Dataset rows
━━━━━━━━━━
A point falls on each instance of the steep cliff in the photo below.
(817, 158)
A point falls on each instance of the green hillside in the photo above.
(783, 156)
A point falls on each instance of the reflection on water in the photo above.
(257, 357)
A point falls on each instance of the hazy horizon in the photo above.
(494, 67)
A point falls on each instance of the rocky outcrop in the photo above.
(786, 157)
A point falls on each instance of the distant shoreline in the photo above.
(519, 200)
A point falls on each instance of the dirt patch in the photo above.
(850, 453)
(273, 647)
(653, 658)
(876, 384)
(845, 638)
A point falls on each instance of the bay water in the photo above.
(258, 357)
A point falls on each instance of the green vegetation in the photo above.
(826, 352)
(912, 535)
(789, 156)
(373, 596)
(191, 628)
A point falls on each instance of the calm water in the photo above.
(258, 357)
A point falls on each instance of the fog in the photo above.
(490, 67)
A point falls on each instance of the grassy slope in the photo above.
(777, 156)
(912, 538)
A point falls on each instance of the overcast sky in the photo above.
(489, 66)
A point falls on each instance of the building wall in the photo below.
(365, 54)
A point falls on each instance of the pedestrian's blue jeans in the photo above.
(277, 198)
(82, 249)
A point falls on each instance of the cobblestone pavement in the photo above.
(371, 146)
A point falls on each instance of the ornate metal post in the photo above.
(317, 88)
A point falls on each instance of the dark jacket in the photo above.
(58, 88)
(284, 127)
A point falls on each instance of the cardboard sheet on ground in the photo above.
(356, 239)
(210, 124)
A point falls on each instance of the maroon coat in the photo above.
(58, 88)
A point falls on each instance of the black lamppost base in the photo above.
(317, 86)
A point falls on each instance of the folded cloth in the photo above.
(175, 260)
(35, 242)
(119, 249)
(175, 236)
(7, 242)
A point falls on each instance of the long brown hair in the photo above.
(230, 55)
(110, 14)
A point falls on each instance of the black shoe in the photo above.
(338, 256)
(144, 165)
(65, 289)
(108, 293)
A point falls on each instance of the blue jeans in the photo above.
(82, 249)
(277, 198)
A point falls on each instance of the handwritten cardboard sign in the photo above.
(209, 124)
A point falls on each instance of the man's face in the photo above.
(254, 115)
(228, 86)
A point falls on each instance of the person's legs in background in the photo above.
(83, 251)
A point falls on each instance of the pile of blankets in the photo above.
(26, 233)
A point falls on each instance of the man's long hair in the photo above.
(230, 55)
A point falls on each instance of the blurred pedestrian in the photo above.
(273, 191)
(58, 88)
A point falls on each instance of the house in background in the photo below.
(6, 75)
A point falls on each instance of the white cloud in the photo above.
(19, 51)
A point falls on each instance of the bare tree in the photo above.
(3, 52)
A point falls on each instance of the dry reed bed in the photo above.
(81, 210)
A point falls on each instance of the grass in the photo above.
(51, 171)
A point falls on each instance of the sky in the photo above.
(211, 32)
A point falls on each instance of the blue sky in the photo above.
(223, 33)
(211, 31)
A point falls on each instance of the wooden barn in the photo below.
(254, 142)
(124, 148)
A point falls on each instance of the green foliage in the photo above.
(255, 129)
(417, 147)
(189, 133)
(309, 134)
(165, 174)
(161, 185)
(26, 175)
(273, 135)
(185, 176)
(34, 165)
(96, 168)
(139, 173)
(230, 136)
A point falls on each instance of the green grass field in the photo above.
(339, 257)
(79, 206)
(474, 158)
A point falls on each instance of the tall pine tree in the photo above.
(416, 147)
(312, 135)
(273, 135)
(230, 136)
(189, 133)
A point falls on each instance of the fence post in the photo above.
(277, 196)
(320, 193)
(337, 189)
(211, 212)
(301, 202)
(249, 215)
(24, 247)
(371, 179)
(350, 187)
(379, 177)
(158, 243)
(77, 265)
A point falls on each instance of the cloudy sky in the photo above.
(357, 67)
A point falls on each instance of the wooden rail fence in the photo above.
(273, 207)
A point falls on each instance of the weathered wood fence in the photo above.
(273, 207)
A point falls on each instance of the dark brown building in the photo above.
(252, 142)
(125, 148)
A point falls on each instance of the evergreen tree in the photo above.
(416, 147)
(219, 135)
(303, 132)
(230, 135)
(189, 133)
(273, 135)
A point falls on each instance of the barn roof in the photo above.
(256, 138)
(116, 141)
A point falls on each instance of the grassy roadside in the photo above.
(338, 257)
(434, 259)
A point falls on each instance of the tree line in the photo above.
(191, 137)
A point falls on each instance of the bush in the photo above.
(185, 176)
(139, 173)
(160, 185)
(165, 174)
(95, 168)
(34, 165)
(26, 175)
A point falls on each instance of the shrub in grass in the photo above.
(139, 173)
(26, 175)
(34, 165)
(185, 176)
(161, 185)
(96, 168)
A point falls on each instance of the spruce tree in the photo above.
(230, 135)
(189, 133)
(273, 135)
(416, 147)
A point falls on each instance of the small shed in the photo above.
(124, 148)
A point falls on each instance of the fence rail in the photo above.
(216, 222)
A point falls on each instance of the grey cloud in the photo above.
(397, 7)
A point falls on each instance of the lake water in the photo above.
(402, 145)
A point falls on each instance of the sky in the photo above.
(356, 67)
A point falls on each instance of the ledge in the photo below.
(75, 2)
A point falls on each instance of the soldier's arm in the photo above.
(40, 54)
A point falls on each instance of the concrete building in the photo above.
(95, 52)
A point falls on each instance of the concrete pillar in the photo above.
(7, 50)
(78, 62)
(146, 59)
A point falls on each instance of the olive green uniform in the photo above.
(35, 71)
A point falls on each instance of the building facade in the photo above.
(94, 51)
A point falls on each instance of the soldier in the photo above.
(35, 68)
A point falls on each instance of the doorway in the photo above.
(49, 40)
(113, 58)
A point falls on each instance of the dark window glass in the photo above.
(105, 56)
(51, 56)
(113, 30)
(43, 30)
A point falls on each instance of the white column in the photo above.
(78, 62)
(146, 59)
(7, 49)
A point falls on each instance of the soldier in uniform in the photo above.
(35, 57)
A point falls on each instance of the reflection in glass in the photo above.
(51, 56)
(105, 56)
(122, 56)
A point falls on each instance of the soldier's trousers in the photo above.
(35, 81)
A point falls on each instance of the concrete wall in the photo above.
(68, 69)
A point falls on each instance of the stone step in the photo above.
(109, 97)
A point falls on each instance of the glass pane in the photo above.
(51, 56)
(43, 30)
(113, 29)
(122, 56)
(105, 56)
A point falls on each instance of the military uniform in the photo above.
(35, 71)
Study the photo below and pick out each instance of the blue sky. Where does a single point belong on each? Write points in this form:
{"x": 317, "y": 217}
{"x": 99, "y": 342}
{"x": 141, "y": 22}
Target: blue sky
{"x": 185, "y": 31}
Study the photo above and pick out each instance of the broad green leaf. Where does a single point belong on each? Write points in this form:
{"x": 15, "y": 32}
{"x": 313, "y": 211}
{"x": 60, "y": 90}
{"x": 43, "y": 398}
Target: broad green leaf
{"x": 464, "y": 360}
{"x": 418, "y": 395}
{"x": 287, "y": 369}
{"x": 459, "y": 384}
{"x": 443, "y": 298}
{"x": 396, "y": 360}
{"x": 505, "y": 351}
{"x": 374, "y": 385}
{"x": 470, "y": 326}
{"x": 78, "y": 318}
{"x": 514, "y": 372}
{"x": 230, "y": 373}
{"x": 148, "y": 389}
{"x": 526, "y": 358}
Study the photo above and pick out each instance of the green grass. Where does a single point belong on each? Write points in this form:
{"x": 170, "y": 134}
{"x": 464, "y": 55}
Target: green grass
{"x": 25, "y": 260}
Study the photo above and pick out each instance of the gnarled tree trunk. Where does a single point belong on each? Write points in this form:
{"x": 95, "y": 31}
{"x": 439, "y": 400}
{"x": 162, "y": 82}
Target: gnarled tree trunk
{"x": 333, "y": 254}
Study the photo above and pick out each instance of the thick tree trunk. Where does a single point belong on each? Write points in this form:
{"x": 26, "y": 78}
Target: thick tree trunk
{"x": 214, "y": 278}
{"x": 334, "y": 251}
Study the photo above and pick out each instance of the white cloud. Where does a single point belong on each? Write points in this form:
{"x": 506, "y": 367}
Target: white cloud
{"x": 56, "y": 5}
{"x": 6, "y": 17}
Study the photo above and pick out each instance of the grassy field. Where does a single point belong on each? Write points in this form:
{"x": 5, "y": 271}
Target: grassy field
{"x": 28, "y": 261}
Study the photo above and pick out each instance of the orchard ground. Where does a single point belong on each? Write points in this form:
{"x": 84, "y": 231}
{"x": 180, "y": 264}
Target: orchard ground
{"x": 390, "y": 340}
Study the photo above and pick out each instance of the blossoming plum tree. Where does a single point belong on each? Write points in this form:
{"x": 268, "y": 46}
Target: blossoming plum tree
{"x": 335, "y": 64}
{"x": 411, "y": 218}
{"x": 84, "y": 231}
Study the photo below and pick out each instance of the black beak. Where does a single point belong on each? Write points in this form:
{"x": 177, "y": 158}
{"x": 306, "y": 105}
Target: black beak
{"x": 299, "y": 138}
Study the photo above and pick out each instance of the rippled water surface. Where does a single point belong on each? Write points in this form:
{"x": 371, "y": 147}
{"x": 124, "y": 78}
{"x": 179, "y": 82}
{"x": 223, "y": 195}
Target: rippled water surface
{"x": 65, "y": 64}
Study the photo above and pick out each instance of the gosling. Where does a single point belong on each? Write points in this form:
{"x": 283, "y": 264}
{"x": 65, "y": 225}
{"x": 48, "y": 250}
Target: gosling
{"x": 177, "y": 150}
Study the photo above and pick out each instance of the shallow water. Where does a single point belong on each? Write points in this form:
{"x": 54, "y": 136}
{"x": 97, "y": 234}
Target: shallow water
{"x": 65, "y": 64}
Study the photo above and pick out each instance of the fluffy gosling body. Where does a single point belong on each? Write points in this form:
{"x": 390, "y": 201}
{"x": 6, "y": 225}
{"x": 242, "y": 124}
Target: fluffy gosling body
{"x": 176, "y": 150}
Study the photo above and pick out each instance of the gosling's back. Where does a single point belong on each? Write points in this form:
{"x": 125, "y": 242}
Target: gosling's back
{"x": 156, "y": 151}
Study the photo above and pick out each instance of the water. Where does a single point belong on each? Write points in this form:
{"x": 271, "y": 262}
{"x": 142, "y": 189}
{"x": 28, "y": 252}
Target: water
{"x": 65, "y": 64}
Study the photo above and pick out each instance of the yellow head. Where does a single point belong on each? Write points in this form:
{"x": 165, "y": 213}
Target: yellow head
━━━━━━━━━━
REQUIRED TASK: Rewrite, in full and with every line kept, only the stretch from the line containing "of the shallow" through the end of the records. Multiply each point coordinate in the answers by 1.05 and round it to a whole number, with halves rounded up, and leave every other number unchanged.

ANSWER FOR THE TASK:
Study the photo above and pick out each instance of the shallow water. Where does a single point belong on each? Write points in this form:
{"x": 54, "y": 136}
{"x": 97, "y": 234}
Target: shallow water
{"x": 68, "y": 67}
Study the photo above and pick out each instance of the fluffy gosling body. Where does a single point belong on each? Write points in this form:
{"x": 390, "y": 201}
{"x": 6, "y": 225}
{"x": 242, "y": 124}
Target: fluffy gosling body
{"x": 185, "y": 158}
Study the photo above and pick out each instance of the gosling's back. Where does a single point belong on each? Write points in this form:
{"x": 125, "y": 242}
Target: gosling's back
{"x": 164, "y": 159}
Study the photo above and pick out each instance of the water. Where does a single point belong on each? Write points in this form:
{"x": 271, "y": 262}
{"x": 142, "y": 189}
{"x": 28, "y": 252}
Target: water
{"x": 68, "y": 67}
Study the photo above and pick out each instance of the yellow head. Where does a single point belong on each? Write points in this form:
{"x": 165, "y": 213}
Target: yellow head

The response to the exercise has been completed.